Yahoo! is easier to scrape than Google, but still not very easy. And, because it’s used less often than Google and other engines, applications don’t always have the best system for scraping it.
You can try, but be sure to do so cautiously if you’re worried about your proxies. Set threads to low and timeouts high, and build up from there.
See if your application can handle it, and what kind of results you get. Yahoo! has a lower threshold than Google, but not necessarily one that allows you easy access.
Of the big three search engines in the U.S., Bing is the easiest to scrape. For whatever reason they don’t seem to care as much. For example, in one recent scrape I harvested 7 million URLs from Bing in a couple hours. Yes, that’s a lot.
For comparison, the same scrape on Google only let me get a few thousand URLs.
If you want to scrape happily and forever, use Bing.
It’s not entirely clear why this is the case, and we’ll never know. One idea is that Bing doesn’t want to block any visitors because it reduces overall page views, which means less impressions on ads overall. Scrape impressions on ads typically don’t add up to much, but the search engine might be opening the flood gates to compete.

--------------------------------------------------

* _Things to do_:
a – In the passage on scraping search engines, how many URLs were harvested from Bing in a couple hours?
b – Reproduce the passage on scraping search engines from "Yahoo! is easier" to "few thousand URLs.".
The lines of stored data are separate from the passage on scraping search engines.

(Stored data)
--------------------------------------------------

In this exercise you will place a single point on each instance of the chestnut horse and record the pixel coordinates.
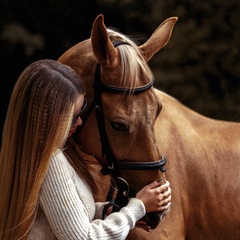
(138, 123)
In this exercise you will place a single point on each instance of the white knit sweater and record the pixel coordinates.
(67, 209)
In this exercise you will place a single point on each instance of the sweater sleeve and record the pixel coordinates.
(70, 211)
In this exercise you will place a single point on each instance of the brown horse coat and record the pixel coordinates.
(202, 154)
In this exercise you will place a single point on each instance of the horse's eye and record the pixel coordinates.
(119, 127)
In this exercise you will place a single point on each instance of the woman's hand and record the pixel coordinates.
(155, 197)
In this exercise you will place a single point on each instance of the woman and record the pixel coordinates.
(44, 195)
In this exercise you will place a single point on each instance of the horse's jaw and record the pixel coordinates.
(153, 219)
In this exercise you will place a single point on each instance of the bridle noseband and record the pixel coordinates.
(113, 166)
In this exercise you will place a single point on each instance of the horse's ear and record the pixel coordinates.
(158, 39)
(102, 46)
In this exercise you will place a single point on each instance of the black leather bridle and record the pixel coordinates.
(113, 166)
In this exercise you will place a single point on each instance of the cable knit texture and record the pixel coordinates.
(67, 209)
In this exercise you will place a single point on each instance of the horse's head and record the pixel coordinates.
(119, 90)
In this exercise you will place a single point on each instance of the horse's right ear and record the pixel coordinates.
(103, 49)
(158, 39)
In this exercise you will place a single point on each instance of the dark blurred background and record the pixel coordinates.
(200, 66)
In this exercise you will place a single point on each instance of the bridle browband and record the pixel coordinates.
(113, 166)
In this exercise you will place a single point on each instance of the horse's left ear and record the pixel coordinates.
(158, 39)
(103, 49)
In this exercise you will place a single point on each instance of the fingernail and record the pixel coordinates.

--------------------------------------------------

* _In response_:
a – 7 million URLs.

b –
Yahoo! is easier to scrape than Google, but still not very easy. And, because it’s used less often than Google and other engines, applications don’t always have the best system for scraping it.
You can try, but be sure to do so cautiously if you’re worried about your proxies. Set threads to low and timeouts high, and build up from there.
See if your application can handle it, and what kind of results you get. Yahoo! has a lower threshold than Google, but not necessarily one that allows you easy access.
Of the big three search engines in the U.S., Bing is the easiest to scrape. For whatever reason they don’t seem to care as much. For example, in one recent scrape I harvested 7 million URLs from Bing in a couple hours. Yes, that’s a lot.
For comparison, the same scrape on Google only let me get a few thousand URLs.